Your instructions:
Rewrite the lines starting at the one containing "In this exercise you will locate the calf's ear" and ending at the one containing "<point>256,127</point>", switching "pin" to "marker" and leaving everything else as it is.

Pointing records

──────────

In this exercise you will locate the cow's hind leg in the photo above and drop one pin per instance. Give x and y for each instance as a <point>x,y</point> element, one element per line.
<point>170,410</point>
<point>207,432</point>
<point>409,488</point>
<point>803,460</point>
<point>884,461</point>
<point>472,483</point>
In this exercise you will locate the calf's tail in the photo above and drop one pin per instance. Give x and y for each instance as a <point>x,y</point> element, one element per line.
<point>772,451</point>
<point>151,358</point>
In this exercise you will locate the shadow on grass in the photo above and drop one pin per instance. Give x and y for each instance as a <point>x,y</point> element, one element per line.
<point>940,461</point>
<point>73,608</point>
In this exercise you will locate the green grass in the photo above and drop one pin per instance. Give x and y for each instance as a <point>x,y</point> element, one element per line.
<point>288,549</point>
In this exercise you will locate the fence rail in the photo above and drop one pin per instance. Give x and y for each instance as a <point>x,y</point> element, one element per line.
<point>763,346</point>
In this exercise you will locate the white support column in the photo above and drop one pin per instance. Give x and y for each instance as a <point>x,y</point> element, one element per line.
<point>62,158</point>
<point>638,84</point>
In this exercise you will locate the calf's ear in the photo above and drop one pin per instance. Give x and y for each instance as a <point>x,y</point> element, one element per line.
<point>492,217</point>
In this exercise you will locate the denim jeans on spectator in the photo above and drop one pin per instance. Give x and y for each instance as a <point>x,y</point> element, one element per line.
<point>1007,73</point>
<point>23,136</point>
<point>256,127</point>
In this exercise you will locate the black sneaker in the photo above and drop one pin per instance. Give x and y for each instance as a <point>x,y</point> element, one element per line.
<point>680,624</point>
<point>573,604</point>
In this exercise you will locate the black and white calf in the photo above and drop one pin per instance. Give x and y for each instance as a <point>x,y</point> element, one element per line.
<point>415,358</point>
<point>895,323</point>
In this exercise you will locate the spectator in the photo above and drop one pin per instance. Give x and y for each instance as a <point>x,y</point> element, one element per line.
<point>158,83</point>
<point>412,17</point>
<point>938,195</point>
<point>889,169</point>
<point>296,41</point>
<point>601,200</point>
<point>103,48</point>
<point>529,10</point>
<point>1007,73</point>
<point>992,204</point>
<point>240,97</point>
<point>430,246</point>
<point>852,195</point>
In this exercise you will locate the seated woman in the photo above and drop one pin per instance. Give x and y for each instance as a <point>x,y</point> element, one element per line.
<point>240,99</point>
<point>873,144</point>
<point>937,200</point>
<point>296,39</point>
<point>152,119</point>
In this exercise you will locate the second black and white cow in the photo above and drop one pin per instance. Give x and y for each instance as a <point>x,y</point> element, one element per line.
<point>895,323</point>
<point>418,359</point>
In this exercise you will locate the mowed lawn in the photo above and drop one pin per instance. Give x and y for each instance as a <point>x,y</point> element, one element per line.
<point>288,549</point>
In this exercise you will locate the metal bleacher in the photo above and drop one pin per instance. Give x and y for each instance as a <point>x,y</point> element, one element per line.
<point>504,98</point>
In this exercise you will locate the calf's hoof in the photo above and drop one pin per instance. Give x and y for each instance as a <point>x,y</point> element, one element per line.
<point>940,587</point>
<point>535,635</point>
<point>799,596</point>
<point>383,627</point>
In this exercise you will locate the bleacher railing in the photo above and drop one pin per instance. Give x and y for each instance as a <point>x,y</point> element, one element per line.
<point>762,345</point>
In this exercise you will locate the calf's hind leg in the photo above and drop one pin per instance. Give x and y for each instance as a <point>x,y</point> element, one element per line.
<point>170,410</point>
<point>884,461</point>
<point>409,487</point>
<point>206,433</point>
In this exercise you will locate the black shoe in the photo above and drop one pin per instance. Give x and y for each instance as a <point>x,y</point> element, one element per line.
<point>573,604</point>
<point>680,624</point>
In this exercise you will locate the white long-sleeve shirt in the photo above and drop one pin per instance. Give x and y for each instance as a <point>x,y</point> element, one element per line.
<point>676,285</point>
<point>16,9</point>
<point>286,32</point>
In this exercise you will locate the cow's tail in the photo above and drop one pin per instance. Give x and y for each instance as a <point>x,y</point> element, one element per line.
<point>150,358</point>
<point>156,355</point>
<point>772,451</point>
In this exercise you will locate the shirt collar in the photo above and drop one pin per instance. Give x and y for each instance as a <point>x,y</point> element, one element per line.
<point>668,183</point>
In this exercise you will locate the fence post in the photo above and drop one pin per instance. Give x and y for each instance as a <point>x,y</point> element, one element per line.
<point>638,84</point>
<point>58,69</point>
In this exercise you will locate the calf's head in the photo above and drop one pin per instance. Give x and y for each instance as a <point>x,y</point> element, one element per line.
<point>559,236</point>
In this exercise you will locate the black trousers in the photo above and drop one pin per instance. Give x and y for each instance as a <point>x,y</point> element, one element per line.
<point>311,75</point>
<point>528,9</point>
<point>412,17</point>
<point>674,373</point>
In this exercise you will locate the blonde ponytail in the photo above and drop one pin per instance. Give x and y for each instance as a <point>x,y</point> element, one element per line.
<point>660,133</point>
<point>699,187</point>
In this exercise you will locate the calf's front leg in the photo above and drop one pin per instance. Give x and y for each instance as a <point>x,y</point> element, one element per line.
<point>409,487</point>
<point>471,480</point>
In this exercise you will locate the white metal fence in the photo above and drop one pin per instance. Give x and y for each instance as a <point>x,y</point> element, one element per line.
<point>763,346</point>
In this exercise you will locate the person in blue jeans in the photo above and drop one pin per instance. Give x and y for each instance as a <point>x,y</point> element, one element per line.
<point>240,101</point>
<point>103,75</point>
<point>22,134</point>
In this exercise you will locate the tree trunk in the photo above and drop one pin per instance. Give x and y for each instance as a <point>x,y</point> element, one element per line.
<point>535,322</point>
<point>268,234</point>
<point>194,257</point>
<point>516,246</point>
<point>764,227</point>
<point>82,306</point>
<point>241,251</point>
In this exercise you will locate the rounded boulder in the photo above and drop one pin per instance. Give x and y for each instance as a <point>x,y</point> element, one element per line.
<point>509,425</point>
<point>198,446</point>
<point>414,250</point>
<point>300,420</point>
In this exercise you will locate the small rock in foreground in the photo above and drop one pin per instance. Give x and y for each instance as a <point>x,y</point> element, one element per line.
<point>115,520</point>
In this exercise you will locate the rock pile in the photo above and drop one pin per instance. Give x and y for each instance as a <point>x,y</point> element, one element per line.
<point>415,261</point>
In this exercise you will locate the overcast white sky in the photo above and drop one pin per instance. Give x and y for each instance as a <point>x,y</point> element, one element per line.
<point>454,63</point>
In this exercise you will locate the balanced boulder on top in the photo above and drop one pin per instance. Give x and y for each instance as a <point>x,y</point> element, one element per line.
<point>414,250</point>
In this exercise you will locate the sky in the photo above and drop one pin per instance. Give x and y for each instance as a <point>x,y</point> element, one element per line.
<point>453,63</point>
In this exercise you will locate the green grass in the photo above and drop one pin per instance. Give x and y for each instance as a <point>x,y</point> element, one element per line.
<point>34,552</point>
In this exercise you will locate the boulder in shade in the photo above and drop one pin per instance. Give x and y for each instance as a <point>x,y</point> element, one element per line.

──────────

Task solution:
In this exercise you will locate the calf's ear in the photo above and drop one marker per instance. Give x and y for each instance as a <point>x,y</point> element, one element per line.
<point>492,217</point>
In this exercise you will locate the denim jeans on spectator in the photo above and drop one marker per instance. Give x and y for each instance as a <point>x,y</point> element, one element per line.
<point>1007,73</point>
<point>23,136</point>
<point>256,127</point>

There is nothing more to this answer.